**DOCUMENT PASSAGE:**

%%

I firmly believe that God gave this directive on the front end of the Bible because He had already peeped the in-law relationship and knew it could be disastrous without biblical foundation for separation. If you read any of my blog posts you know I speak from my heart and almost always from personal experience.

My husband and I come from in my opinion and for various reasons highly dysfunctional yet functional families. And I believe we turned out good enough, we have had to exorcise some demons and continue to fight battles with residual baggage. I am proud of the fact that I worked through a huge amount of stuff during my “time in the chair”. And my husband well he dealt with his in war zones, “God Bless the Infantry.”

%%

**TASKS TO PERFORM:**
1) Answer these questions using the blog excerpt about in-laws.
(a) According to the writer, where in the Bible did God give the directive?
(b) Where did the writer's husband deal with his issues?
(c) What does the writer say readers of the blog posts already know?
2) Extend the blog excerpt about in-laws with a few more sentences in the same voice, beginning after its final sentence.

**PROVIDED INFORMATION:**

%%

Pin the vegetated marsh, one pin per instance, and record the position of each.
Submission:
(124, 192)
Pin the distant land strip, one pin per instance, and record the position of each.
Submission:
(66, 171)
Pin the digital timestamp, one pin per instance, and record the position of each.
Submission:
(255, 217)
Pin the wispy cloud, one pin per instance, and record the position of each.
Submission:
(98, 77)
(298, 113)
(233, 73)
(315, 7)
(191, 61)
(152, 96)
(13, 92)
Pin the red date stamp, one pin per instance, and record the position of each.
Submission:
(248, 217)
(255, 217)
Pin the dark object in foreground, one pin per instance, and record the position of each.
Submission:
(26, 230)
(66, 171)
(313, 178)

%%
%%

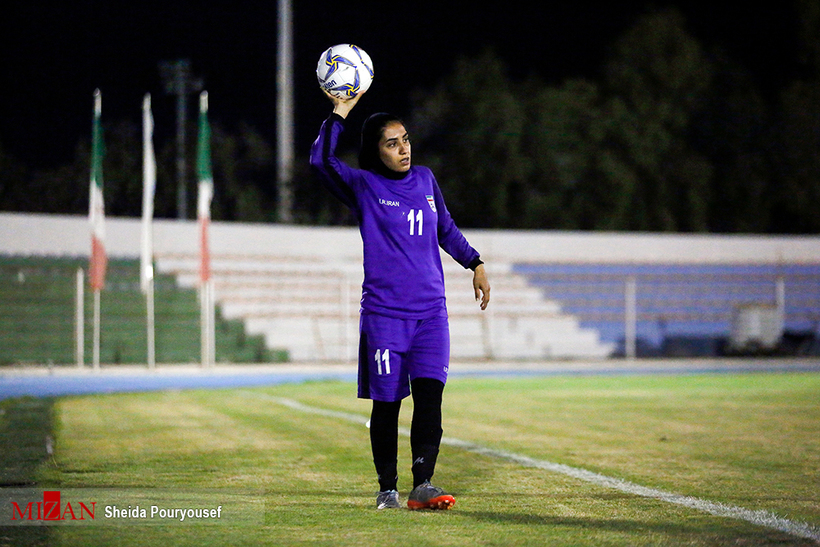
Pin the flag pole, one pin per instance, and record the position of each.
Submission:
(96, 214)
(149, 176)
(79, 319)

%%
%%

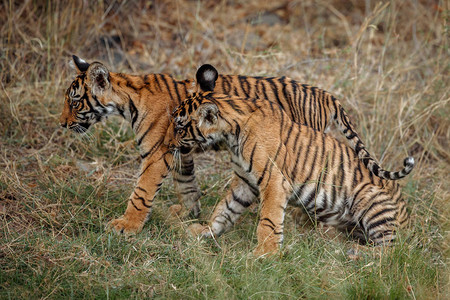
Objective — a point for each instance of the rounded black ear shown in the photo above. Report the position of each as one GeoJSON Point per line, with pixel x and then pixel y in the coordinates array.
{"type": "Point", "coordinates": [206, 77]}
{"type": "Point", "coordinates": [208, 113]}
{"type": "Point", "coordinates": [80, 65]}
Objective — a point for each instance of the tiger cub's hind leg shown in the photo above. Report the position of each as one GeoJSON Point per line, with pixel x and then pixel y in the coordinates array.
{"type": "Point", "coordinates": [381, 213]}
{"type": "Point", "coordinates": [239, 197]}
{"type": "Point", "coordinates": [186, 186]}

%%

**TASK RESPONSES:**
1)
(a) On the front end of the Bible.
(b) In war zones.
(c) That the writer speaks from the heart and almost always from personal experience.

2)
I have the honor of being married to my best friend, our friendship relationship was silly and fun, our dating relationship was adventurous, our marriage is all of the above with a new twist. In-laws. I decided about four years ago to be intentional about keeping my family at a distance. My familial relationship were causing me stress, and I continually felt pressure to sacrifice my happiness, comfort to keep the peace or to make the happiness of others my responsibilities. This personal martyrdom did not work well for; it served me well for many years growing however as an adult I begin to want to live a life being my authentic self. Let the painful transition commence. For my husband, the same intentionality has not yielded desired results, so the painful transition seems to have landed right smack in the midst of our marriage. I will say what I have said before; I do not like manipulative people, who like to play games with scripture to control.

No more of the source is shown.